INSTRUCTIONS:
a - In the text on a child's hearing loss, which parents does the 2001 study find are often more stressed?
b - Rewrite the paragraph in the text on a child's hearing loss that begins "Yoshinaga-Itano and Abdala de Uzcategui" as a short bulleted list that keeps its main facts.
c - According to the text on a child's hearing loss, why should parents avoid being stressed and tense about their child's diagnosis? Answer in one to three sentences.

EXERCISE TEXT:
◇ ◇ ◇
Becoming Stuck in Your Childs’s Hearing Loss

349468_struggleOver the years I have spoken with numerous parents, from a personal as well as a professional perspective and while every family responds differently to a hearing loss diagnosis, there are also some characteristics that more successful families share.

Adjust Your Attitude

I have written about this before, but your attitude and acceptance of your child’s hearing loss goes a long way to creating a more peaceful climate for everyone. Children are really good at sensing the moods of others. If you are stressed and tense all the time about your child’s diagnosis, your child will begin to feel that there is something not good about their hearing loss.

Yoshinaga-Itano and Abdala de Uzcategui, (2001) have shown that parents of children with mild to moderate hearing loss are often more stressed than parents of children with more profound losses. Reasons can be they face more educational and therapeutic choices; also there is the potential that their child will have further hearing loss which can be stressful.

While I understand these stresses, having been through them, I also know the power of practicing a positive attitude.

Talk About It

Get real comfortable talking about your child’s hearing loss. When your child sees how easily you talk about hearing loss they will feel more comfortable about themselves.
◇ ◇ ◇
GIVEN ENTRIES:

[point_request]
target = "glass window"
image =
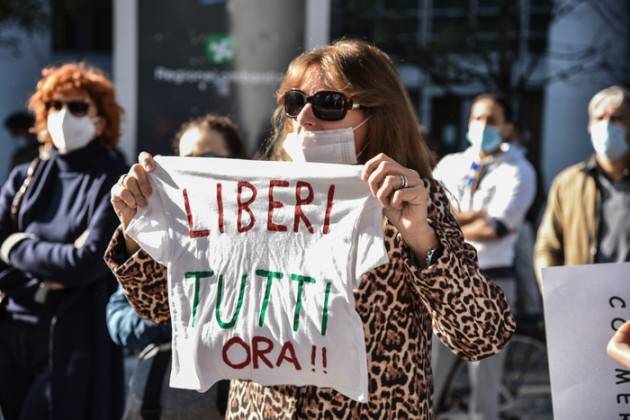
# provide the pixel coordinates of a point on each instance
(79, 25)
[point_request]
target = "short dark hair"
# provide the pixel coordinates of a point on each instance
(19, 121)
(223, 125)
(499, 99)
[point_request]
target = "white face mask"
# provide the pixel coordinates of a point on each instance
(609, 139)
(327, 146)
(68, 132)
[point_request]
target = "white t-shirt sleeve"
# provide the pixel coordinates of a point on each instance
(370, 249)
(448, 173)
(150, 227)
(514, 195)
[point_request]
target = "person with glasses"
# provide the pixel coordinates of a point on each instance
(56, 358)
(345, 103)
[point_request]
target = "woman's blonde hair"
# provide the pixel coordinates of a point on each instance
(72, 77)
(367, 75)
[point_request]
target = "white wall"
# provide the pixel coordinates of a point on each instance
(125, 63)
(19, 73)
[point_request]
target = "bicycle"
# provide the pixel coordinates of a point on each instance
(525, 391)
◇ ◇ ◇
SOLUTIONS TO EACH TASK:
a - Parents of children with mild to moderate hearing loss are often more stressed than parents of children with more profound losses.

b -
- Yoshinaga-Itano and Abdala de Uzcategui (2001) found that parents of children with mild to moderate hearing loss are often more stressed than parents of children with more profound losses.
- One reason is that these parents face more educational and therapeutic choices.
- Another is the stressful possibility that their child's hearing will get worse.

c - Children are good at sensing the moods of others. If a parent is constantly stressed and tense about the diagnosis, the child will begin to feel that there is something not good about their hearing loss.